**Written exercise**. Locate every line in the entries below that contains the word "faucet", and copy each of those lines.

**Annotation data for locating objects**.

━━━━━━━━━━━━━━━━━━━━

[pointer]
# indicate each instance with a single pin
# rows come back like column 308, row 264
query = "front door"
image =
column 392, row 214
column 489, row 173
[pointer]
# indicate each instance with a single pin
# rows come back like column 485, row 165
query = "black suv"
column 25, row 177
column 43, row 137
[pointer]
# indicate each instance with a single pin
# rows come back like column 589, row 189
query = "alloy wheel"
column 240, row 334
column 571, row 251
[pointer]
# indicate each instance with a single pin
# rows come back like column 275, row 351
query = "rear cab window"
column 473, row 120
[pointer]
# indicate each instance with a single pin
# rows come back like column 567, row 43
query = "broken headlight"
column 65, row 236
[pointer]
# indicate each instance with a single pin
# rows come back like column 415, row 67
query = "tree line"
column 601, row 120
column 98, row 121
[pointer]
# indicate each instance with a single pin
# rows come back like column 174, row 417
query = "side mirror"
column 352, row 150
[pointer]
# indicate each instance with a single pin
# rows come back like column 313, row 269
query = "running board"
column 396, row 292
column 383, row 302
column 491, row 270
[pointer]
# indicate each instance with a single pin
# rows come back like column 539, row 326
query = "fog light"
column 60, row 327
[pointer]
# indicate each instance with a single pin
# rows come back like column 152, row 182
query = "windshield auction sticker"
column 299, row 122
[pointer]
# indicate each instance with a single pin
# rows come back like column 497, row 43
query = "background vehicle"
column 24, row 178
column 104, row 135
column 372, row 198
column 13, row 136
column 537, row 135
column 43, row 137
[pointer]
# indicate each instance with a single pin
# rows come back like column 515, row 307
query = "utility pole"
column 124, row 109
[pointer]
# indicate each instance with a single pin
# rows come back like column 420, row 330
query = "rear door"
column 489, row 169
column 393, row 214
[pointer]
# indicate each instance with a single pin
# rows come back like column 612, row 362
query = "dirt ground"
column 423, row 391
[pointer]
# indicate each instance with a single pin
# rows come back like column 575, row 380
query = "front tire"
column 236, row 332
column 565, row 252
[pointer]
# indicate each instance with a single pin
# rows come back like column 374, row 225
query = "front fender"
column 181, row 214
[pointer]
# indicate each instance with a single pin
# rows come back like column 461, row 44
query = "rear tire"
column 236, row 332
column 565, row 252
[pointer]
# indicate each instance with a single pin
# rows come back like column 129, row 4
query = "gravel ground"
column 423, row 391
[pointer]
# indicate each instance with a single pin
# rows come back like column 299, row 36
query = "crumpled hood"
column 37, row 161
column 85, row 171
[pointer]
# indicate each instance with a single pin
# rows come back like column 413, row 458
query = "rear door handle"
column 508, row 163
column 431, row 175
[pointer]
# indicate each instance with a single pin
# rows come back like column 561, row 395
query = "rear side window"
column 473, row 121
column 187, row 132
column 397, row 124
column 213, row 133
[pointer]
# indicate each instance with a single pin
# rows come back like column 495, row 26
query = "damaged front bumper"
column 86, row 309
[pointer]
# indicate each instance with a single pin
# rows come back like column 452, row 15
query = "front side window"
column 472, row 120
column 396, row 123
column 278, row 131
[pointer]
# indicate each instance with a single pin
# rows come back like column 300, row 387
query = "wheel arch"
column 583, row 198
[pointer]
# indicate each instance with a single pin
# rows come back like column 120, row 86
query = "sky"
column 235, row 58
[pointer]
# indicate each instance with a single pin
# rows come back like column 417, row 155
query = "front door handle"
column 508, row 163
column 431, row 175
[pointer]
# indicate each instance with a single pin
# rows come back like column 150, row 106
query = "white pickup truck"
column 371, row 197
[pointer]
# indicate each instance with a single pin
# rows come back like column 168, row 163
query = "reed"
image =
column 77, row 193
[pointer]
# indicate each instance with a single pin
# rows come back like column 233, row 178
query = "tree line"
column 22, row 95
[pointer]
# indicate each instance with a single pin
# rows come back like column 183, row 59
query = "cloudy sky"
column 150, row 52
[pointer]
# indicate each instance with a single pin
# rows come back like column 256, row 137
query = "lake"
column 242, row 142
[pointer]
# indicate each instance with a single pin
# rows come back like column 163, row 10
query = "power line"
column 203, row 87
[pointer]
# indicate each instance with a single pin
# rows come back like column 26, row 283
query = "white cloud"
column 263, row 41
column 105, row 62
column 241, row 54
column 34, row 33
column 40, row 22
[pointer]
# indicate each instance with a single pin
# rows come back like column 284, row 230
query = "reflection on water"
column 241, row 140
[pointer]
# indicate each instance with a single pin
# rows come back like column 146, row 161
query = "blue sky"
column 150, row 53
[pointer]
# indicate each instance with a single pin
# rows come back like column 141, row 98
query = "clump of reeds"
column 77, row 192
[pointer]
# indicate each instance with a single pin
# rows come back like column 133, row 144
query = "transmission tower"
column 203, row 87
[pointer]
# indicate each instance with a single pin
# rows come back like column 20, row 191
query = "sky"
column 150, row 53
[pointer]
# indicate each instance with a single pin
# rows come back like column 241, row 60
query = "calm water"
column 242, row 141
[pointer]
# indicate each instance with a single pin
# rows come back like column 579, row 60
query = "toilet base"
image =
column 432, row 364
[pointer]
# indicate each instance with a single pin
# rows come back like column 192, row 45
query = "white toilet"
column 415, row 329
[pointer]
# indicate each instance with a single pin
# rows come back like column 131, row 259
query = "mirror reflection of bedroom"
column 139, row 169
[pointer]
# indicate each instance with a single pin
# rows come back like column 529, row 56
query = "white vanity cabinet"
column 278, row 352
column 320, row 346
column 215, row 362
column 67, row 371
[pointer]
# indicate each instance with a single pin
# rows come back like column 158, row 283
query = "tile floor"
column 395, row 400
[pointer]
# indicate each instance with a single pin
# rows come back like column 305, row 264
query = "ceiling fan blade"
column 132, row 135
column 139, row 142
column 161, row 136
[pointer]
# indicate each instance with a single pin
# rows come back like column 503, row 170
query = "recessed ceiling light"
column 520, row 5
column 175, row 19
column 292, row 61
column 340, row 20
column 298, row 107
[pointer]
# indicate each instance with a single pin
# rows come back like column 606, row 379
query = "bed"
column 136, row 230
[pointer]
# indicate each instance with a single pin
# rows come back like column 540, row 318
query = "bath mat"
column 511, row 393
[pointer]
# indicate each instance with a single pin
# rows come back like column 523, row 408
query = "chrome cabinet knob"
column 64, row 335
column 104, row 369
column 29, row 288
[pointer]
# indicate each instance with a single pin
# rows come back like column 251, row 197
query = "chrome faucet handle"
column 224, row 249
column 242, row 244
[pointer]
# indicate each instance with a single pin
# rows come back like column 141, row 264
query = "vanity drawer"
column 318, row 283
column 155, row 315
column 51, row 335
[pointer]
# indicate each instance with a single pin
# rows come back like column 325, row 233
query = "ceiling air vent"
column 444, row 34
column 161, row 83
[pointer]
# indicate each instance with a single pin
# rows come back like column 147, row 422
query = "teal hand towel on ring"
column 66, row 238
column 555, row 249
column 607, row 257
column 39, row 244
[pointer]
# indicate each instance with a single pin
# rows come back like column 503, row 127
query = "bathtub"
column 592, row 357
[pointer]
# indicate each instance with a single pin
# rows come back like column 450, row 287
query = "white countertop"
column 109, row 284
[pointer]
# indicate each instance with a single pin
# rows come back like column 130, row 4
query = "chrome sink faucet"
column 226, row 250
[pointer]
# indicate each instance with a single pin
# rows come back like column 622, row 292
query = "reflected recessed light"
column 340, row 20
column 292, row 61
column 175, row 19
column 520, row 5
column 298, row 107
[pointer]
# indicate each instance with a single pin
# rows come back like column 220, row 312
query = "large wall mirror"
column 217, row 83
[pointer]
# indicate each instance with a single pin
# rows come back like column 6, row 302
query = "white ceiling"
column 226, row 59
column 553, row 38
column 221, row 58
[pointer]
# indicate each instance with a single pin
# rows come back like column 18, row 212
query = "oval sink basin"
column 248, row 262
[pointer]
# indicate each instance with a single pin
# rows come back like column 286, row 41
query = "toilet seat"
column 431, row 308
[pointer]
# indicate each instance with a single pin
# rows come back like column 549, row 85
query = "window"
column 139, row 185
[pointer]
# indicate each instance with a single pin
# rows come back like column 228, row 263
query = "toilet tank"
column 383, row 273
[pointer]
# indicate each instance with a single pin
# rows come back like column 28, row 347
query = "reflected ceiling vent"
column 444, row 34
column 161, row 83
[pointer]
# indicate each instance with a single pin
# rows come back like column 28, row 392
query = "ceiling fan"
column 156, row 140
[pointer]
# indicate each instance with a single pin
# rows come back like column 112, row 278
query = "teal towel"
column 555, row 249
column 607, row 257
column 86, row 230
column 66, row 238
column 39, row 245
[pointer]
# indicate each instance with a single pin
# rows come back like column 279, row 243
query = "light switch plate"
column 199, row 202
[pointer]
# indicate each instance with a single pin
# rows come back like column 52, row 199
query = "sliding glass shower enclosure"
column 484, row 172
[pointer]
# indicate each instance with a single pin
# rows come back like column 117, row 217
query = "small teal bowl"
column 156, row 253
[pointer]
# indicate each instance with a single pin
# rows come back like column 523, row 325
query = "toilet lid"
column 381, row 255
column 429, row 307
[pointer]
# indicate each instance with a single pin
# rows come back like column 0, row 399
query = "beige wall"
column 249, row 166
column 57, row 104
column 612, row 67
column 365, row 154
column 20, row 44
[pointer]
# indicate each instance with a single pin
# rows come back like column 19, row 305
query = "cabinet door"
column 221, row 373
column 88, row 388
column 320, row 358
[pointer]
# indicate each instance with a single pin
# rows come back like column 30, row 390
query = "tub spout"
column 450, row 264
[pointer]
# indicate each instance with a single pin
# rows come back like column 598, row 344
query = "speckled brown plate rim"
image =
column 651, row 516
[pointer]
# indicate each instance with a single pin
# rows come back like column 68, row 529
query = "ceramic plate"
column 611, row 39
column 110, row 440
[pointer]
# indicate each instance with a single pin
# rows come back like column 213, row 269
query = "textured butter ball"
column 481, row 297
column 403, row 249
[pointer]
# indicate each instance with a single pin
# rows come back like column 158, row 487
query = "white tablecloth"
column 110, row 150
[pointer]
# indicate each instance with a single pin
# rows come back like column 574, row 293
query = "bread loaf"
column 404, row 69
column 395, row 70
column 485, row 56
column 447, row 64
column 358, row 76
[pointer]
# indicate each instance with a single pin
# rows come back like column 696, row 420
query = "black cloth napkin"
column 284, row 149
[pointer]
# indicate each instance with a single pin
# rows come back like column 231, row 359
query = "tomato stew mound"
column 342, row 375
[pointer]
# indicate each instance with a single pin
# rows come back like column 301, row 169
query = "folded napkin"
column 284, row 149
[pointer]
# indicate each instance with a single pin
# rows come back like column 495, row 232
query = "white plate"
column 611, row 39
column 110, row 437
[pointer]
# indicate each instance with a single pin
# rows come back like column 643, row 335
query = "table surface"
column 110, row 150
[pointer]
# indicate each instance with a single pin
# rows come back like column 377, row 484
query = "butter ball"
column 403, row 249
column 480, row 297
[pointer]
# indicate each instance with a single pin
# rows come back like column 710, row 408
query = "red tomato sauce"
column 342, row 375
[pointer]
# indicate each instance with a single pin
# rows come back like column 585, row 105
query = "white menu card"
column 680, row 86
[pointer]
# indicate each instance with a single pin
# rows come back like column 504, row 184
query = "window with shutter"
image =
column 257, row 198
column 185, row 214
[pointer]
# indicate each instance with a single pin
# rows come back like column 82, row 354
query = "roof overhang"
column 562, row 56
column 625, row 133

━━━━━━━━━━━━━━━━━━━━

**Solved exercise**.
query = "chrome faucet handle"
query = "chrome sink faucet"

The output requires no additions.